### What to work on
The records below hold pictures; please leave those out and retype the rest exactly.

### Records for processing
- - -

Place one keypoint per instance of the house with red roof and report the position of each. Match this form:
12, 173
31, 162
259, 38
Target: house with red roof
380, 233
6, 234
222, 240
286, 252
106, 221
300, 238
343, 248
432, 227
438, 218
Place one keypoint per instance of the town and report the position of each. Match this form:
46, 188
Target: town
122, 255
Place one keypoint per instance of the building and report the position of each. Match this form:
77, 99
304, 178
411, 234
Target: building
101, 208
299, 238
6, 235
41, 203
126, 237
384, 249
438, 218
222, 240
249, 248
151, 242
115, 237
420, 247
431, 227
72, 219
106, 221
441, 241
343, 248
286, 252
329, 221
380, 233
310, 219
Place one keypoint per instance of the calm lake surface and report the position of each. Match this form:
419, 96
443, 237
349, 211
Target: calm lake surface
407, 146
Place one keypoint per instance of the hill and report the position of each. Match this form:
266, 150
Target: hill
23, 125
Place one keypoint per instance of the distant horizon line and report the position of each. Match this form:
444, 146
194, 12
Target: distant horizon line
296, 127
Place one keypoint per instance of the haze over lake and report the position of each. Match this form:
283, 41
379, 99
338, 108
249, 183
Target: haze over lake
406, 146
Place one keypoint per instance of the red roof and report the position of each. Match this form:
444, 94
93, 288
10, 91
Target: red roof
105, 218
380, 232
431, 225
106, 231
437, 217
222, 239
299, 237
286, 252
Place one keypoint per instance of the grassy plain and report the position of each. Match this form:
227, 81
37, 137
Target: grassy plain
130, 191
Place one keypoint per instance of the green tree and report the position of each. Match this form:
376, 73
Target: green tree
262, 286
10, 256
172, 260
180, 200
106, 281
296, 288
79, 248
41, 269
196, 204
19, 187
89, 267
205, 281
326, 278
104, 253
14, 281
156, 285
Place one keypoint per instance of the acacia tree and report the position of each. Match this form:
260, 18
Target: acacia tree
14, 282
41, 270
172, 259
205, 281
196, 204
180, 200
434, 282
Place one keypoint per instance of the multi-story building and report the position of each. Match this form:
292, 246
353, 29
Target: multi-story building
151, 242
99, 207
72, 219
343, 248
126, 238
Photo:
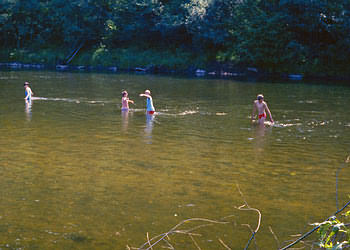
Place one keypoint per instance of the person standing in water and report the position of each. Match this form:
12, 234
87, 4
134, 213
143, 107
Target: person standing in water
262, 107
125, 101
28, 92
149, 104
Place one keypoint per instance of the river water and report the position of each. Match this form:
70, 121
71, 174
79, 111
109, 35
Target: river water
76, 173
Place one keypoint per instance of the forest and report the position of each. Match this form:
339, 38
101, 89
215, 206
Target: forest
309, 37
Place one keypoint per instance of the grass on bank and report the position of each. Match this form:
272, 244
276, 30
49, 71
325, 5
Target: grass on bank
123, 58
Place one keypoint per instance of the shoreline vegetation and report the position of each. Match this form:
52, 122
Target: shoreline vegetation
293, 39
150, 62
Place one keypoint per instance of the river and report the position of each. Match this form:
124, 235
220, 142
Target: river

- - -

### Output of the task
Place one keypoint per instance of the house with red roof and report the position of each. Match this form:
12, 173
31, 162
259, 38
Target: house with red roof
380, 233
6, 234
222, 240
286, 252
106, 221
300, 238
343, 248
432, 227
438, 218
Place one keypoint per instance of the town and report the position of each. Match this form:
46, 188
Target: town
122, 255
Place one keypoint per instance of the building and report the position of each. Match this form:
77, 99
304, 178
411, 234
Target: building
101, 208
299, 238
6, 235
41, 203
126, 237
384, 249
438, 218
222, 240
249, 248
151, 242
115, 237
420, 247
431, 227
72, 219
106, 221
441, 241
343, 248
286, 252
329, 221
380, 233
310, 219
Place one keypoint per instance of the calm lake surface and report the position of each. Match this form:
419, 96
443, 237
349, 211
Target: calm lake surface
407, 146
Place one keypoint per instance of the hill and report the position of each. Match this form:
266, 150
Target: hill
23, 125
Place one keypoint per instance of the distant horizon line and report the position of each. Match this form:
444, 146
194, 12
Target: distant horizon line
296, 127
Place one keypoint per instance of the haze over lake and report the position of each. Match this form:
283, 41
379, 99
338, 108
249, 183
Target: haze over lake
406, 146
Place one keypoint per instance of the red roof and report the position of each. Match this form:
444, 94
93, 288
10, 91
Target: red roof
105, 218
380, 232
431, 225
106, 231
437, 217
222, 239
299, 237
286, 252
Place one keypoint per instance of the grassy plain and report the position of each. Match this form:
227, 81
37, 137
Target: grassy plain
130, 191
Place one keypoint per instance of the green tree and report the position of each. Match this form:
376, 73
Target: green tree
262, 286
10, 256
172, 260
180, 200
106, 281
296, 288
79, 248
41, 269
196, 204
19, 187
89, 267
205, 281
326, 278
104, 253
14, 281
156, 285
Place one keypoint per instance of the acacia tree and report the position of each. Match this form:
260, 18
Target: acacia tree
14, 282
41, 270
172, 259
205, 281
196, 204
180, 200
434, 282
Place one keypoint per instance of the multi-story building and report the position of each. Match this form:
292, 246
353, 29
Target: multi-story building
151, 242
99, 207
72, 219
343, 248
126, 238
Photo:
Place one keypoint per instance of the person standing in water and report the position of each. Match this form:
12, 234
87, 4
134, 213
143, 107
Target: person standing in water
262, 107
125, 101
28, 92
149, 104
Place one keypoint per instance of the river water and report the position of each. Match this form:
70, 121
71, 174
79, 111
109, 35
Target: river water
76, 173
Place one keypoint per instance of the forest and report the position of each. Match this form:
339, 38
101, 89
215, 206
Target: forest
309, 37
Place one keypoint per instance of the grass on bank and report the position of each. Match this form:
272, 244
276, 30
49, 71
325, 5
Target: grass on bank
123, 58
Place one keypoint per instance of the shoreline vegetation and report the position of each. Match this form:
52, 122
Target: shoreline vegetation
293, 39
150, 62
Place one keypoint per instance of the river and report the position of each. Match this form:
124, 235
220, 142
Target: river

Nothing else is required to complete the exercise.